Paginatekst:
-----
Inzicht in de bedrijfsadministratie

Omschrijf op welke wijze bij controles inzicht gegeven wordt in de bedrijfsadministratie.

6. Overlast

Dit hoofdstuk is met name van toepassing op locatiegebonden prostitutiebedrijven, omdat deze bedrijven een voor publiek toegankelijke ruimte hebben en escortbedrijven niet. Omschrijf welke maatregelen u treft om overlast vanuit het bedrijf, zoals verstoring van het woon- en leefklimaat (bijvoorbeeld geluidsoverlast) en verstoring van de openbare orde (bijvoorbeeld aanstootgevend gedrag van de sekswerkers of bezoekers) te voorkomen.
-----
Aangeleverd materiaal:
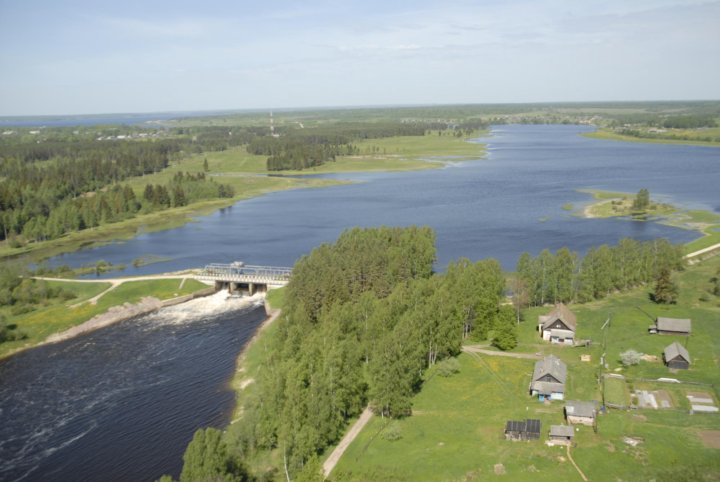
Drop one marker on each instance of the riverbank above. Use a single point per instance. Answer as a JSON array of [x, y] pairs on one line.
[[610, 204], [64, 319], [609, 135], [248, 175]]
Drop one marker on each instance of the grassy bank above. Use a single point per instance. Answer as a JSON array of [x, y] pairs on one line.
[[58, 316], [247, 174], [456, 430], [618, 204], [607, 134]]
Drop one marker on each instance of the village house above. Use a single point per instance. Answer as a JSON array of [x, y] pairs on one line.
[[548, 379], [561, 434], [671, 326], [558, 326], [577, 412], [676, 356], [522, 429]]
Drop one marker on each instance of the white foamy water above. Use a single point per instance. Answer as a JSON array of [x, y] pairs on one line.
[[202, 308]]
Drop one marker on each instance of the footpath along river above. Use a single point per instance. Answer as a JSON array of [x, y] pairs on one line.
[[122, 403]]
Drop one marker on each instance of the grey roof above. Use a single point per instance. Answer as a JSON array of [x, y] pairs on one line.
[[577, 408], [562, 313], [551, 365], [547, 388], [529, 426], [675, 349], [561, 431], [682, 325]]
-----
Oefenopdrachten:
(A) Herhaal letterlijk het stuk uit de tekst over prostitutiebedrijven dat begint bij "Dit hoofdstuk is" en eindigt bij "bezoekers) te voorkomen.".
(B) Pak de tekst over prostitutiebedrijven op na de laatste zin en schrijf hem verder.

Jouw antwoorden:
(A)
Dit hoofdstuk is met name van toepassing op locatiegebonden prostitutiebedrijven, omdat deze bedrijven een voor publiek toegankelijke ruimte hebben en escortbedrijven niet. Omschrijf welke maatregelen u treft om overlast vanuit het bedrijf, zoals verstoring van het woon- en leefklimaat (bijvoorbeeld geluidsoverlast) en verstoring van de openbare orde (bijvoorbeeld aanstootgevend gedrag van de sekswerkers of bezoekers) te voorkomen.

(B)
7. Bijzonderheden over het bedrijf of wijze van bedrijfsvoering

Indien u nog aanvullingen heeft of wilt aangeven op welke wijze uw bedrijf zich onderscheidt van andere bedrijven kunt u dat hier doen.

8. Bijlagen

Bijvoorbeeld:

  • Informatiepakket voor sekswerkers

  • Huisregels sekswerkers

  • Huisregels klanten

Bijlage II – Beoordelingscriteria vergelijkende toets

Voor de administratieve selectie via de vergelijkende toets zijn er drie objectieve beoordelingscriteria op basis waarvan de punten worden toebedeeld. Deze beoordelingscriteria hebben betrekking op de impact op de woon- en leefomgeving, de passendheid binnen het bestemmingsplan en de kwaliteit en inhoud van het bedrijfsplan.

Beoordelingscriteria

Te behalen punten

De verwachtte impact op de woon- en leefomgeving

Max. 30

Geen impact: Aan de buitenkant wordt niet (expliciet) zichtbaar of kenbaar gemaakt dat er een seksbedrijf in het pand is gevestigd. De exploitatie van de inrichting heeft naar verwachting geen negatieve impact op de (directe) omgeving.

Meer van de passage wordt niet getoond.